Boundary annotation records:
···

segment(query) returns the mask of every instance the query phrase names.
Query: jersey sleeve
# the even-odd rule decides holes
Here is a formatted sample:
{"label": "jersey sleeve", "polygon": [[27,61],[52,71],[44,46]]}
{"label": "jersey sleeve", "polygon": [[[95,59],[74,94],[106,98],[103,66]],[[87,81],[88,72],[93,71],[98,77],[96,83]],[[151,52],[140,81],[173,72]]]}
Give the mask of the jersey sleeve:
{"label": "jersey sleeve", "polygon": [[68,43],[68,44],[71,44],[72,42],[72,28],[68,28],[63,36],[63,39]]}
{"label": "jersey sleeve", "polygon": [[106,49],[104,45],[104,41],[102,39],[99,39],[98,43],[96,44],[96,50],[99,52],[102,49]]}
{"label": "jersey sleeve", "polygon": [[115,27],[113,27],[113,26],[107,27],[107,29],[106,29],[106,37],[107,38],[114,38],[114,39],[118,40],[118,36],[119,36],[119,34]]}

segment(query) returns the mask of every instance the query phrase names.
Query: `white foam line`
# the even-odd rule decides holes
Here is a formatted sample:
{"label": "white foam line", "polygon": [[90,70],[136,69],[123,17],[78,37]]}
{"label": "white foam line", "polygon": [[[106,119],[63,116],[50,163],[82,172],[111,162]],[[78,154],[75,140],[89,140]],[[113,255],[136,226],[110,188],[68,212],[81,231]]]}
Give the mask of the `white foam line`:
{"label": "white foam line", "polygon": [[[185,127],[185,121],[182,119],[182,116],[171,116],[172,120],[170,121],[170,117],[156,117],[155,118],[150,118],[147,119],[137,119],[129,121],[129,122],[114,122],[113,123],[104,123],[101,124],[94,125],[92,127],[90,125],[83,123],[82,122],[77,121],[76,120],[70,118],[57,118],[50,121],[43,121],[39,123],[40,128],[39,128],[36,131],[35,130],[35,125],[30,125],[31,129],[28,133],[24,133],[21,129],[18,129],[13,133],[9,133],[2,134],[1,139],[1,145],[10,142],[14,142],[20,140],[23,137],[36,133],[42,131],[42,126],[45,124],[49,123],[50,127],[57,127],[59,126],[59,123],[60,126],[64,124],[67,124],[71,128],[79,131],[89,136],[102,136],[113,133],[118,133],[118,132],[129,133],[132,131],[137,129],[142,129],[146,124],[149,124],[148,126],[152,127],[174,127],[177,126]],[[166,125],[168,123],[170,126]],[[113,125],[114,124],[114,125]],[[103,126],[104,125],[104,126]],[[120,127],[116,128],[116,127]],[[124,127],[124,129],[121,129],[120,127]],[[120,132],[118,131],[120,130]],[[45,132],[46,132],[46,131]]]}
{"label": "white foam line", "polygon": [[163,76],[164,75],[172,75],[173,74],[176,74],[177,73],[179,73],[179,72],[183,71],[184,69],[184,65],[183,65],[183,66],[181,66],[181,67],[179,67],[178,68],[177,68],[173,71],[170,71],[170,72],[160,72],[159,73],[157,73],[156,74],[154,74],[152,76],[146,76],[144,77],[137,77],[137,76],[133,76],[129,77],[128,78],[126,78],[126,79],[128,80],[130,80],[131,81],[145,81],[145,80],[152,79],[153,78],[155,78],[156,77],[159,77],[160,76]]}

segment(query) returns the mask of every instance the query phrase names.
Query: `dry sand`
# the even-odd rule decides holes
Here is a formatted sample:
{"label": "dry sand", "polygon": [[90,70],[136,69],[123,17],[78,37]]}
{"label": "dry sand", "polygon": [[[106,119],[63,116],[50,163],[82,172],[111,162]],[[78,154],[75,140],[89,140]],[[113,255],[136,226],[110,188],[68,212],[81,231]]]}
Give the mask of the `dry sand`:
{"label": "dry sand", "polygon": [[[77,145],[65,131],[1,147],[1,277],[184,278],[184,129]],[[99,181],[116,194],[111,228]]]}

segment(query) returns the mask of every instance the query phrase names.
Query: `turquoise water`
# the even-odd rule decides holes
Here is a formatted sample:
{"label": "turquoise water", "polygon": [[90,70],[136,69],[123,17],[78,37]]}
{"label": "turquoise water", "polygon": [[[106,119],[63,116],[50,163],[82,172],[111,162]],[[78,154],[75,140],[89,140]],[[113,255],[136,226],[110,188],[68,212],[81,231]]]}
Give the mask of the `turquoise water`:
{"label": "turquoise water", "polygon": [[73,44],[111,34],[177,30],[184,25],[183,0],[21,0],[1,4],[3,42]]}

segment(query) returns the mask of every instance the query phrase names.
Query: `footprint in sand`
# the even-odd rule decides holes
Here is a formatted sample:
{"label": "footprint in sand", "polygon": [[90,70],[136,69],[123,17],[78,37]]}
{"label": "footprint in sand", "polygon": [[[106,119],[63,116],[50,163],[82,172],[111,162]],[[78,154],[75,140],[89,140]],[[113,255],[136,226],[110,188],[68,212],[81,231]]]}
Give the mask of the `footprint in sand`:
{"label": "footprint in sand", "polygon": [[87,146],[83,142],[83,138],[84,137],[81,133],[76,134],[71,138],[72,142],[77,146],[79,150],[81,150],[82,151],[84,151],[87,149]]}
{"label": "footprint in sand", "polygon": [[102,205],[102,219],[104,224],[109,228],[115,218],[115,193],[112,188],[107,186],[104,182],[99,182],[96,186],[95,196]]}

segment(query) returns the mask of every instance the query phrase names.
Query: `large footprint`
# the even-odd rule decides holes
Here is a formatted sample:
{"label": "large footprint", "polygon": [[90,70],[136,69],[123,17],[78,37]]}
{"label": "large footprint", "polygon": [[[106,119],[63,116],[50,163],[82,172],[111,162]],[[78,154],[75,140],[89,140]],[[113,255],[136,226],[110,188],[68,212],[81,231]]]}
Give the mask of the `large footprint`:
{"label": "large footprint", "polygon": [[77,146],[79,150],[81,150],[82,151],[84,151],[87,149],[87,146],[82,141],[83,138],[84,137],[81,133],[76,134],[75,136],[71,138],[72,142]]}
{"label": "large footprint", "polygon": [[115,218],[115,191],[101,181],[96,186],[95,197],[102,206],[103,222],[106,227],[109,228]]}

···

* _WRITTEN EXERCISE_
Each line of the listing above should be output exactly.

* _EXERCISE RESPONSE_
segment(query) returns the mask of every instance the query phrase names.
Query: jersey sleeve
# the even-odd rule decides holes
Here is a formatted sample:
{"label": "jersey sleeve", "polygon": [[27,61],[52,71],[44,46]]}
{"label": "jersey sleeve", "polygon": [[[95,59],[74,94],[106,98],[103,66]],[[87,81],[88,72],[93,71],[98,77],[96,83]],[[151,52],[140,81],[173,72]]]}
Give the mask of the jersey sleeve:
{"label": "jersey sleeve", "polygon": [[68,43],[68,44],[71,44],[72,42],[72,28],[68,28],[63,36],[63,39]]}
{"label": "jersey sleeve", "polygon": [[106,49],[104,45],[104,41],[102,39],[99,39],[98,43],[96,44],[96,50],[99,52],[102,49]]}
{"label": "jersey sleeve", "polygon": [[115,27],[113,27],[113,26],[107,27],[107,29],[106,29],[106,37],[107,38],[114,38],[114,39],[118,40],[118,36],[119,36],[119,34]]}

segment(query) returns the mask of every instance the query phrase names.
Query: `white foam line`
# the even-odd rule decides holes
Here is a formatted sample:
{"label": "white foam line", "polygon": [[90,70],[136,69],[123,17],[78,37]]}
{"label": "white foam line", "polygon": [[[106,119],[63,116],[50,163],[82,172],[111,162]],[[78,154],[75,140],[89,140]],[[113,255],[136,226],[110,188],[68,212],[81,231]]]}
Give the mask of the `white foam line`:
{"label": "white foam line", "polygon": [[[185,127],[185,121],[182,119],[182,116],[171,116],[172,120],[170,121],[170,117],[156,117],[155,118],[150,118],[147,119],[137,119],[129,121],[129,122],[114,122],[113,123],[104,123],[101,124],[94,125],[92,127],[90,125],[83,123],[82,122],[77,121],[76,120],[70,118],[57,118],[50,121],[43,121],[39,123],[40,128],[39,128],[36,131],[35,130],[35,125],[30,125],[31,129],[28,133],[24,133],[21,129],[18,129],[13,133],[9,133],[2,134],[1,139],[1,145],[10,142],[14,142],[20,140],[23,137],[36,133],[42,131],[42,126],[45,124],[49,123],[50,127],[57,127],[59,126],[59,123],[60,126],[64,124],[67,124],[71,128],[79,131],[89,136],[102,136],[113,133],[118,133],[118,132],[129,133],[132,131],[137,129],[142,129],[146,124],[149,124],[148,126],[152,127],[174,127],[177,126]],[[166,125],[168,123],[170,126]],[[113,125],[114,124],[114,125]],[[103,126],[104,125],[104,126]],[[120,127],[116,128],[116,127]],[[124,127],[124,129],[121,129],[120,127]],[[120,132],[118,131],[120,130]],[[45,132],[46,132],[46,131]]]}
{"label": "white foam line", "polygon": [[163,76],[164,75],[172,75],[173,74],[176,74],[177,73],[179,73],[179,72],[183,71],[184,69],[184,65],[183,65],[183,66],[181,66],[181,67],[179,67],[178,68],[177,68],[173,71],[170,71],[170,72],[160,72],[159,73],[157,73],[156,74],[154,74],[152,76],[146,76],[144,77],[137,77],[137,76],[133,76],[129,77],[128,78],[126,78],[126,79],[128,80],[130,80],[131,81],[145,81],[145,80],[152,79],[153,78],[155,78],[156,77],[159,77],[160,76]]}

segment(query) returns the mask of every instance the query phrase names.
Query: `dry sand`
# the even-odd rule decides holes
Here is a formatted sample:
{"label": "dry sand", "polygon": [[90,70],[136,69],[123,17],[78,37]]}
{"label": "dry sand", "polygon": [[[106,119],[63,116],[50,163],[82,172],[111,162]],[[78,154],[75,140],[89,140]],[[113,255],[136,226],[110,188],[68,212],[81,231]]]}
Give the mask of the `dry sand`:
{"label": "dry sand", "polygon": [[[77,145],[65,131],[1,147],[1,277],[184,278],[184,129]],[[99,181],[116,194],[111,228]]]}

segment(query) returns the mask of every instance the query phrase names.
Query: `turquoise water`
# the even-odd rule decides holes
Here is a formatted sample:
{"label": "turquoise water", "polygon": [[90,70],[136,69],[123,17],[78,37]]}
{"label": "turquoise water", "polygon": [[[106,119],[63,116],[50,163],[82,172],[111,162]],[[78,154],[75,140],[89,140]],[[113,255],[136,226],[110,188],[68,212],[81,231]]]}
Give the mask of the `turquoise water`:
{"label": "turquoise water", "polygon": [[73,44],[111,34],[177,30],[184,25],[183,0],[21,0],[1,4],[3,42]]}

segment(query) returns the mask of every instance the query phrase names.
Query: `footprint in sand`
# the even-odd rule decides holes
Here is a formatted sample:
{"label": "footprint in sand", "polygon": [[90,70],[136,69],[123,17],[78,37]]}
{"label": "footprint in sand", "polygon": [[[106,119],[63,116],[50,163],[82,172],[111,162]],[[78,154],[75,140],[89,140]],[[113,255],[136,226],[110,188],[68,212],[81,231]]]}
Give the mask of the `footprint in sand`:
{"label": "footprint in sand", "polygon": [[87,146],[83,142],[83,138],[84,137],[81,133],[76,134],[71,138],[72,142],[77,146],[79,150],[81,150],[82,151],[84,151],[87,149]]}
{"label": "footprint in sand", "polygon": [[102,205],[102,219],[104,224],[109,228],[115,218],[115,193],[112,188],[107,186],[104,182],[99,182],[96,186],[95,196]]}

segment(query) returns the mask of every instance the query phrase names.
Query: `large footprint`
# the even-odd rule decides holes
Here is a formatted sample:
{"label": "large footprint", "polygon": [[90,70],[136,69],[123,17],[78,37]]}
{"label": "large footprint", "polygon": [[[106,119],[63,116],[50,163],[82,172],[111,162]],[[78,154],[75,140],[89,140]],[[113,255],[136,226],[110,188],[68,212],[81,231]]]}
Give the mask of the `large footprint`:
{"label": "large footprint", "polygon": [[77,146],[79,150],[81,150],[82,151],[84,151],[87,149],[87,146],[82,141],[83,138],[84,137],[81,133],[76,134],[75,136],[71,138],[72,142]]}
{"label": "large footprint", "polygon": [[115,218],[115,191],[101,181],[96,186],[95,197],[102,206],[103,222],[106,227],[109,228]]}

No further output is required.